In conclusion, permit me to cite Southey versus Catlin:—“That country,” says the author of Madoc “has now been fully explored; and wherever Madoc may have settled, it is now certain that no Welsh Indians are to be found upon any branches of the Missouri” (Preface, note written in 1815).
Since I wrote the above, I have met with a work, by Mr. George Jones, entitled The History of Ancient America anterior to the Time of Columbus, vol. i.: “The Tyrian AEra.” In the second, not yet published, he promises to give “The Introduction of Christianity into the Western Hemisphere by the Apostle St. Thomas.”
T.I.
Mistake in Gibbon.—Those of your readers, who are, like myself, occasional verifiers of references, will perhaps thank me for pointing out a false reference, that I have just discovered in one of Gibbon’s notes:
“Capitolinus gives us
the particulars of these tumultuary
votes, which were moved by
one senator, and repeated, or
rather chanted, by the whole
body.”—Hist. August. p.
52.
See Gibbon’s Decline and Fall, chap. 4, note {342} under marginal lemma, “The memory of Commodus declared infamous.”
These “tumultuary votes” are recorded, not by Capitolinus, but by AElius Lampridius, in his Life of Commodus. Vide Historiae Augustae Scriptores. AElii Lampridii Commodus Antoninus, capita 18, 19.
Capitolinus wrote the life of his immediate successor, Pertinax; hence perhaps the mistake, “Egregio in corpore naevus!” Let those who wish to know what passion really is, read the tiger-like yells of the Roman senate in Lampridius!
━━━━━━━━━━━━━━━━━━━━
▸ What is asked
(a) Summarize the notes above on Welsh Indians and on a mistake in Gibbon in two sentences.
(b) According to the note on Gibbon's mistake, whose life did Capitolinus write?

▸ Extracted entries
━━━━━━━━━━━━━━━━━━━━
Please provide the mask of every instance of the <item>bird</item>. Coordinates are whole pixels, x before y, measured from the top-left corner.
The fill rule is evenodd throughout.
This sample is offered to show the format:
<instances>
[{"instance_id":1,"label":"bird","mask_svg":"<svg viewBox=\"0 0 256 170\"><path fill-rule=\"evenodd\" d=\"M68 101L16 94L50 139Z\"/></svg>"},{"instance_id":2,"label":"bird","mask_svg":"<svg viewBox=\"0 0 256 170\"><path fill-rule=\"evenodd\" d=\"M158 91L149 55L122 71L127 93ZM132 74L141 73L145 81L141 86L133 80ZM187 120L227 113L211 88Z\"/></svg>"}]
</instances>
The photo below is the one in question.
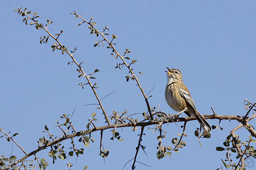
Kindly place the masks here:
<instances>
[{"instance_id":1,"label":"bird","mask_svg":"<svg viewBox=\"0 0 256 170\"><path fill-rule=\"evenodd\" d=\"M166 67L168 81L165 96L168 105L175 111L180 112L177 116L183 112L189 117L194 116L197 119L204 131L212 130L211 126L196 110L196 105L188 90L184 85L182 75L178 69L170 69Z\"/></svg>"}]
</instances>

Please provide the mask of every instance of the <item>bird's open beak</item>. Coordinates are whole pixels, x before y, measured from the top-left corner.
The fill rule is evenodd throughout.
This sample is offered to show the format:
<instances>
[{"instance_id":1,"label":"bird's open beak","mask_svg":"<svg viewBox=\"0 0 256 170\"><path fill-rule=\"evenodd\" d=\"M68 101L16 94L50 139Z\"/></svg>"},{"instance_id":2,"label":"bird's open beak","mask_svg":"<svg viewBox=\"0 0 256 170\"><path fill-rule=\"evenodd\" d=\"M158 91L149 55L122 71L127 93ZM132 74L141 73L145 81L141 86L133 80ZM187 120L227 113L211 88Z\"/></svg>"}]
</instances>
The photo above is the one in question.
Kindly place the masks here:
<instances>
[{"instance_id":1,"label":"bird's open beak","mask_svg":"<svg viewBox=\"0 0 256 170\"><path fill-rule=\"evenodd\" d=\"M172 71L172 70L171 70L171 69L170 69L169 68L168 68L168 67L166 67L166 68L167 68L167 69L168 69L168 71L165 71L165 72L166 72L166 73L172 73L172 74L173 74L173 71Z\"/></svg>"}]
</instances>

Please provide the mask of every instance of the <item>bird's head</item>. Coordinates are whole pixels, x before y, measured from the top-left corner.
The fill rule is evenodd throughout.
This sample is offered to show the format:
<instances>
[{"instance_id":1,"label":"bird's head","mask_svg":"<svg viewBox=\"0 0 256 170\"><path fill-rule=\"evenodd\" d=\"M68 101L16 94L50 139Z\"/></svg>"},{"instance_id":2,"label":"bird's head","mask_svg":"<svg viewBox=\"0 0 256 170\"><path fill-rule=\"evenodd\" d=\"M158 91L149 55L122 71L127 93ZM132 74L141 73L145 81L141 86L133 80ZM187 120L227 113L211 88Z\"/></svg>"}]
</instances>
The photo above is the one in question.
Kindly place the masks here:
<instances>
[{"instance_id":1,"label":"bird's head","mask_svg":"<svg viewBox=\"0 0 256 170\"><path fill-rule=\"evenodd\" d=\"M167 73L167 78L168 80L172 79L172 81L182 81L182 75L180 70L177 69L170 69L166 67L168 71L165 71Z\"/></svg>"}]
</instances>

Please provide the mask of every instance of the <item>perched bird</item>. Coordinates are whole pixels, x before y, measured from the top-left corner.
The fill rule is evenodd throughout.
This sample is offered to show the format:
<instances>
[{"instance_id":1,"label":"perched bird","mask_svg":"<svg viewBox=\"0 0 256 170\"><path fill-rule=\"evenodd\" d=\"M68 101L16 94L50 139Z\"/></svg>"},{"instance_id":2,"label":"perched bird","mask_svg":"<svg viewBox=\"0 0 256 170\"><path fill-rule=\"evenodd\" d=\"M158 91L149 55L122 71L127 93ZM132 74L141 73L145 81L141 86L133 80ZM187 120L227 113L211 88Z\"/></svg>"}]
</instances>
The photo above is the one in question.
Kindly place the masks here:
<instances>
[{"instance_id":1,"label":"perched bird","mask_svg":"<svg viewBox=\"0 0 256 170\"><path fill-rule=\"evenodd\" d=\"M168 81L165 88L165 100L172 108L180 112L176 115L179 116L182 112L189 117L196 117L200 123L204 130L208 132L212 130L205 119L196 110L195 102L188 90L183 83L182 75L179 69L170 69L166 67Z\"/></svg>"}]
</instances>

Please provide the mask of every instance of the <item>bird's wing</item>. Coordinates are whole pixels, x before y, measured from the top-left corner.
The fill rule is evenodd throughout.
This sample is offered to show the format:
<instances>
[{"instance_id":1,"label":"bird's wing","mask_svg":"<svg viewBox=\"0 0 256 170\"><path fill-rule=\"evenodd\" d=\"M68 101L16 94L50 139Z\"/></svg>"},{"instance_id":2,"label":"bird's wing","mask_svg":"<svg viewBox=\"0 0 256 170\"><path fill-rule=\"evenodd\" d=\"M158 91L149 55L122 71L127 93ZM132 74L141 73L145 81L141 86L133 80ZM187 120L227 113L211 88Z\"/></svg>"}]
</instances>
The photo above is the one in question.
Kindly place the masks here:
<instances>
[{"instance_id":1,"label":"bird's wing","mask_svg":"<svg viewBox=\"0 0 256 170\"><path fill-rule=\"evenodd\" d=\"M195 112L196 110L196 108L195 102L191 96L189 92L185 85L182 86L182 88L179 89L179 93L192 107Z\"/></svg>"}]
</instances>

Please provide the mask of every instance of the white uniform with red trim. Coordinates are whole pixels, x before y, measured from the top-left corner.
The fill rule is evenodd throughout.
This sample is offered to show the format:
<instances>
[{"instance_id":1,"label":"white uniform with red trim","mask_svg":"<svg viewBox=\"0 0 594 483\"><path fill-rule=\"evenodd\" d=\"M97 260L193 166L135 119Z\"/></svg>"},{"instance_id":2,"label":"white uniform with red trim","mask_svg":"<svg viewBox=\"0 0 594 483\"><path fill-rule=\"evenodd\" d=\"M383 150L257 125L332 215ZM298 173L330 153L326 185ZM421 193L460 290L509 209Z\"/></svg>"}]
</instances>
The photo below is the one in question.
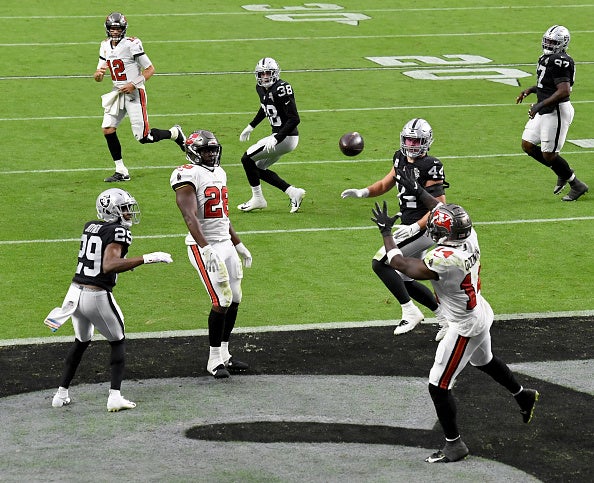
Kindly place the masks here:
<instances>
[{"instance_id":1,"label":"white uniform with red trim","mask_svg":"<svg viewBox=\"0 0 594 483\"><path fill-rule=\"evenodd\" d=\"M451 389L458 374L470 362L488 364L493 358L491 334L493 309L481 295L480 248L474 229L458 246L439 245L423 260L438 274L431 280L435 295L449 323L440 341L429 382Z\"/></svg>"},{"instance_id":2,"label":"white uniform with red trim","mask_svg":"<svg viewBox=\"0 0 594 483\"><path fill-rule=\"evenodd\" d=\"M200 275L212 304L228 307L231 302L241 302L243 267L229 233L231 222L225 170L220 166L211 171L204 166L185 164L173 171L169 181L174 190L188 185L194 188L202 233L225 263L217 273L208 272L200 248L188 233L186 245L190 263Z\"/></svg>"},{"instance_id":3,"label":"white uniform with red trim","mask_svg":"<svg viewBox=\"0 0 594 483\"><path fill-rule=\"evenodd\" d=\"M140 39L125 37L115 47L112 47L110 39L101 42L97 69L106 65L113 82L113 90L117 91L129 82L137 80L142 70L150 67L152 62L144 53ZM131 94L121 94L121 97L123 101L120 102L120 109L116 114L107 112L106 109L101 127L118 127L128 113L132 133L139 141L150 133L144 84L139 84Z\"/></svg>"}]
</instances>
━━━━━━━━━━━━━━━━━━━━
▸ Solution list
(a) The first note quotes Southey's 1815 statement that no Welsh Indians are to be found on any branch of the Missouri, and it mentions George Jones's work The History of Ancient America anterior to the Time of Columbus. The second note shows that a note in chapter 4 of Gibbon's Decline and Fall wrongly credits Capitolinus with recording the senate's tumultuary votes about Commodus, when AElius Lampridius recorded them in his Life of Commodus.

(b) Capitolinus wrote the life of Pertinax, the immediate successor of Commodus.